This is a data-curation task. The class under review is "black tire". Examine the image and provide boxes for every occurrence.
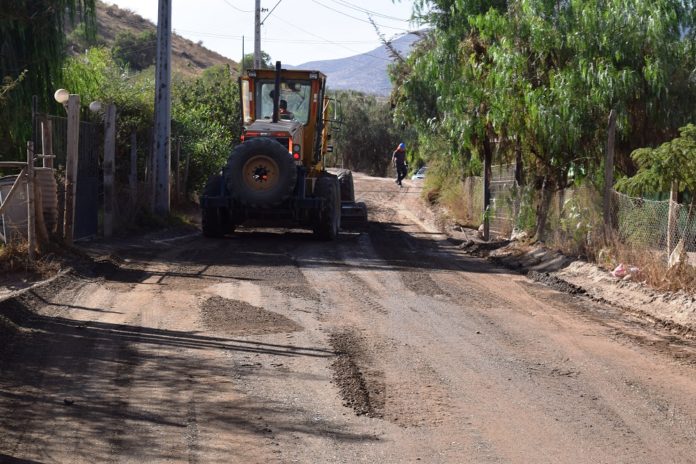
[336,169,355,203]
[201,174,231,238]
[313,175,340,241]
[355,201,368,223]
[225,138,297,207]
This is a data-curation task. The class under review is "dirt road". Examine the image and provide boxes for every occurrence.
[1,173,696,463]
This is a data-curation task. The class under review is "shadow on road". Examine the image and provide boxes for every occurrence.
[0,288,374,462]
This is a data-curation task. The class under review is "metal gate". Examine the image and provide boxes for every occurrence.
[75,120,100,240]
[34,114,101,240]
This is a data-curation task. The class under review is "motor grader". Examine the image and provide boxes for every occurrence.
[200,62,367,239]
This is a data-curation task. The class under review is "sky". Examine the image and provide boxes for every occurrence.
[105,0,420,66]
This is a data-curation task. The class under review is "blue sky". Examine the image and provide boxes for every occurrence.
[106,0,420,66]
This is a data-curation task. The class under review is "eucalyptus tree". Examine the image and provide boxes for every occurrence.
[0,0,95,158]
[395,0,696,239]
[332,90,401,176]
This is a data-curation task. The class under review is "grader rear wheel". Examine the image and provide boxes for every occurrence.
[313,176,340,241]
[225,138,297,208]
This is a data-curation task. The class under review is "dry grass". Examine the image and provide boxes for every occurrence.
[0,241,62,279]
[425,174,483,229]
[587,237,696,293]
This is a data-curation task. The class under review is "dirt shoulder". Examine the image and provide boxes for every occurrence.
[400,177,696,339]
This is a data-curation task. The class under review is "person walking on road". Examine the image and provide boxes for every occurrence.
[392,142,408,187]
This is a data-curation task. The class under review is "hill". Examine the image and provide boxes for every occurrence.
[67,2,238,76]
[290,33,421,96]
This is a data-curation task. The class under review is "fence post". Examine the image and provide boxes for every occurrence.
[26,142,36,261]
[130,130,138,206]
[41,116,54,168]
[103,104,116,238]
[64,94,80,245]
[667,181,679,257]
[603,109,617,240]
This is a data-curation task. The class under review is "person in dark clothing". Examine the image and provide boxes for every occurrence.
[279,99,294,119]
[392,142,407,187]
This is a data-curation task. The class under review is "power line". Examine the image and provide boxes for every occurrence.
[261,0,283,25]
[327,0,410,22]
[310,0,411,32]
[175,28,381,44]
[265,15,394,62]
[220,0,252,13]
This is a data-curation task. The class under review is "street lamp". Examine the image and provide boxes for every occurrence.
[54,88,69,105]
[88,100,103,113]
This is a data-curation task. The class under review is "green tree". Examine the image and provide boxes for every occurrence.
[616,124,696,198]
[241,52,273,71]
[0,0,96,158]
[112,30,158,71]
[172,64,242,192]
[394,0,696,240]
[331,90,405,176]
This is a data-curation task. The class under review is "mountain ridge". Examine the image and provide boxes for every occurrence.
[289,32,421,95]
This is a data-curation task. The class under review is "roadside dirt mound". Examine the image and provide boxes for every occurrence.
[528,270,587,295]
[199,296,302,335]
[492,243,696,337]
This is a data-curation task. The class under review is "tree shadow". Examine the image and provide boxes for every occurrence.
[0,292,377,462]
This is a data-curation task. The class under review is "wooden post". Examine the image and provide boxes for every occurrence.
[26,142,36,261]
[41,117,54,168]
[603,109,617,240]
[64,94,80,245]
[34,177,49,250]
[667,181,679,256]
[129,130,138,206]
[103,104,116,238]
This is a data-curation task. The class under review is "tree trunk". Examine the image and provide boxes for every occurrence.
[534,176,553,242]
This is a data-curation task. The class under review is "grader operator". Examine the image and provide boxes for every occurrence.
[200,62,367,239]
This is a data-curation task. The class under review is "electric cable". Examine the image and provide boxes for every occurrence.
[220,0,253,13]
[309,0,411,32]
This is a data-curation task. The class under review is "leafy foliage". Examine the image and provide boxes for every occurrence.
[330,90,406,176]
[0,0,96,158]
[242,52,274,70]
[112,30,158,71]
[394,0,696,237]
[173,65,242,191]
[616,124,696,196]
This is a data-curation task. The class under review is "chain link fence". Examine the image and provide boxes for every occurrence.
[456,168,696,267]
[490,164,519,237]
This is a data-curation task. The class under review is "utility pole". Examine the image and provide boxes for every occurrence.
[153,0,172,215]
[254,0,261,68]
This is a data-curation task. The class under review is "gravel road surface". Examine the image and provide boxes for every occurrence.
[1,173,695,463]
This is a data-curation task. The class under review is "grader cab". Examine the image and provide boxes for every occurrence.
[200,61,367,239]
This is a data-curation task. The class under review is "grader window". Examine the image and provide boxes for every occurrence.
[257,80,312,124]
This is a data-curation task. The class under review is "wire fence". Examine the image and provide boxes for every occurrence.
[459,167,696,267]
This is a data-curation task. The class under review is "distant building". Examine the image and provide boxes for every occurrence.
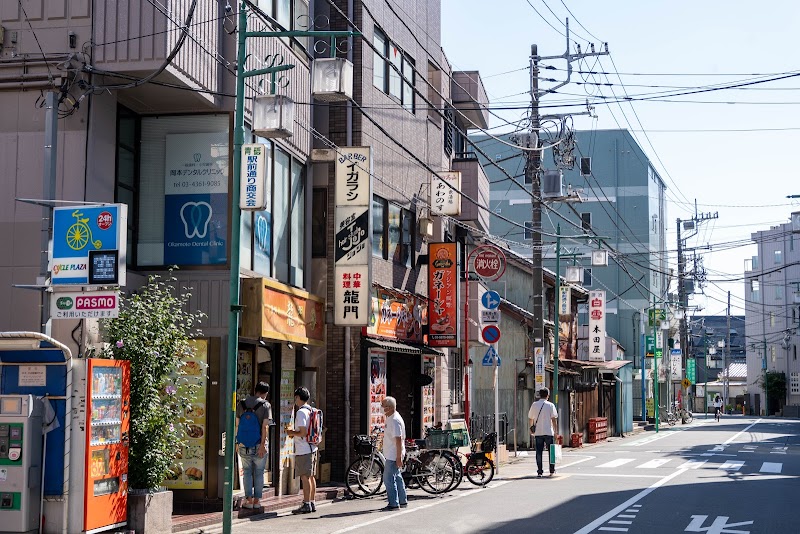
[687,315,746,410]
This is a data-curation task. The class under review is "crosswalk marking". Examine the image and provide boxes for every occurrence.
[760,462,782,473]
[636,459,671,469]
[598,458,635,468]
[608,520,633,525]
[617,515,636,519]
[678,459,708,469]
[598,528,628,532]
[719,461,744,471]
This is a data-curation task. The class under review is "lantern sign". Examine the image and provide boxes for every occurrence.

= TO DO =
Write out each entry again exactly, and skip the pictures.

= EXERCISE ANSWER =
This is a data-curation task. The class under review is "black tire". Examine the image and provide boxes for every occurrence.
[336,169,355,203]
[201,174,231,238]
[313,175,340,241]
[355,201,368,223]
[225,138,297,207]
This is a data-curation task. The class under review is "dirt road". Examine the image and provide boxes for every occurrence.
[1,173,696,463]
This is a data-curation task. The class under review is "shadow on road". Examine the image and provide boxes for every occurrence.
[0,288,374,462]
This is a data-curation task. The class under review is "metal gate". Examine the image and provide boxes for every occurrence.
[75,120,100,240]
[34,114,101,240]
This is a data-curation task. The class under review is "motor grader". Examine the image and provide boxes for every occurrence.
[200,62,367,239]
This is a data-curation task. The class under review is "sky". Examine the image and provide boxes for every occurrence.
[105,0,420,66]
This is a data-curation task. The class under review is "blue sky". Examine the image and provide boxes for every occurrence.
[106,0,420,66]
This is a data-curation task. The class under review is "eucalyptus tree". Examine the image and provide boxes for every occurrence.
[0,0,95,158]
[395,0,696,239]
[332,90,401,176]
This is a data-curation task. The class under review is "grader rear wheel". Examine the image and provide boxes for every occurrence.
[313,176,340,241]
[225,138,297,208]
This is a data-curation task. The class under review is "dry grass". Examine the image and provide boxes for every occurrence.
[0,241,62,279]
[425,174,483,229]
[587,237,696,293]
This is a data-curation task. The class under review is "dirt shoulder". Examine the image and provide boxes for every occurrence.
[400,177,696,339]
This is a data-curation task. The class under review is "person walking on road". Examine the image and provide boxes for every occurrence.
[392,142,408,187]
This is a data-curation task. The class under review is "hill". Examine the image and provide boxes for every occurrence.
[67,2,238,76]
[290,33,421,96]
This is a data-curation task. The class under review is "fence post". Examine the image and provide boxes for every occurrence.
[26,142,36,261]
[130,130,138,206]
[41,116,54,168]
[103,104,116,238]
[64,94,80,245]
[667,181,679,257]
[603,109,617,240]
This is a data-curation task. The class under review is "person in dark clothing". Examine the image and provide boxes for every occurrence.
[279,99,294,119]
[392,142,407,187]
This is a data-curation task. The class under review is "power line". Examine the image and provide boxes for every occurrence.
[261,0,283,25]
[327,0,410,22]
[310,0,411,32]
[175,28,381,44]
[265,15,394,62]
[220,0,252,13]
This is a data-curation task. The class under review is "street lamp". Examine the image and provide boxes for every occurrence.
[54,88,69,105]
[88,100,103,113]
This is a data-curation task. The class under review is "green tree". Examine the image and provide boxes for every occurrence.
[616,124,696,198]
[241,52,273,71]
[0,0,96,158]
[112,30,158,71]
[172,64,242,192]
[394,0,696,240]
[331,90,405,176]
This is a data-curation task. The class under review is "mountain ridge". Examine the image and provide boxes for every occurrence.
[289,32,421,95]
This is a data-curation task. The class under review is "roadside dirt mound". Examine the image and provide boxes for every occurrence.
[528,270,587,295]
[199,296,302,335]
[492,243,696,337]
This is a data-curation task. The class under review is "tree shadow". Examine the image and provide boxes for every occurrence.
[0,292,377,462]
This is a data-curation task. The class under review is "wooden post". Examine the image and provide boxes for every occurrence.
[26,142,36,261]
[41,117,54,168]
[603,109,617,240]
[64,94,80,245]
[34,177,49,250]
[667,181,679,256]
[129,130,138,206]
[103,104,116,238]
This is a data-curation task. The class under review is "tree trunk". Examine the image and provide boxes for every occurrence.
[534,176,553,242]
This is a data-curation task. The class under review is "grader operator". Examine the image and provide boxes for every occurrence.
[200,62,367,239]
This is a data-curation task. The class under review is "electric cable". Examine the image and provide boxes for every occurrence.
[220,0,253,13]
[309,0,411,32]
This is a data-curation task. The class under review is "leafy foliage". Examine the image and provide boxes for every occurrence.
[330,90,406,176]
[0,0,96,158]
[242,52,274,70]
[112,30,158,71]
[394,0,696,237]
[173,65,242,191]
[616,124,696,196]
This is a data-curation task. The class under review is "chain link fence". Examine the image and provide boxes for every occurrence.
[456,168,696,267]
[490,164,519,237]
This is a data-curation task. The class under review is "utility pole". Examine the image and provide boxes for every occurrence.
[153,0,172,215]
[254,0,261,68]
This is a data-curation task. The class under review is "gravel road surface". Examine the image and provide boxes for every occurrence.
[1,173,695,463]
This is a data-curation task. The class under review is "grader cab". Examine the image and provide boxes for every occurrence.
[200,61,367,239]
This is a data-curation task. The class under review is "grader window". Examine the image and provide boxes for every occurrence.
[257,80,312,124]
This is a data-curation task. The class under review is "wire fence". Examine the image and provide boxes for every occurrence.
[459,167,696,267]
This is a data-curation task. The class under review is "distant building". Examine the image and provide boxes for every occurrence.
[687,315,746,410]
This is a data-curation task. The class under review is "crosswalk marking". Examine the image and provide boxes for every occurrence.
[760,462,782,473]
[636,459,671,469]
[598,458,635,468]
[608,520,633,525]
[617,515,636,519]
[678,459,708,469]
[598,528,628,532]
[719,461,744,471]
This is a data-curation task. The class under review is "lantern sign". Examine the image and provide boxes for every occurrence.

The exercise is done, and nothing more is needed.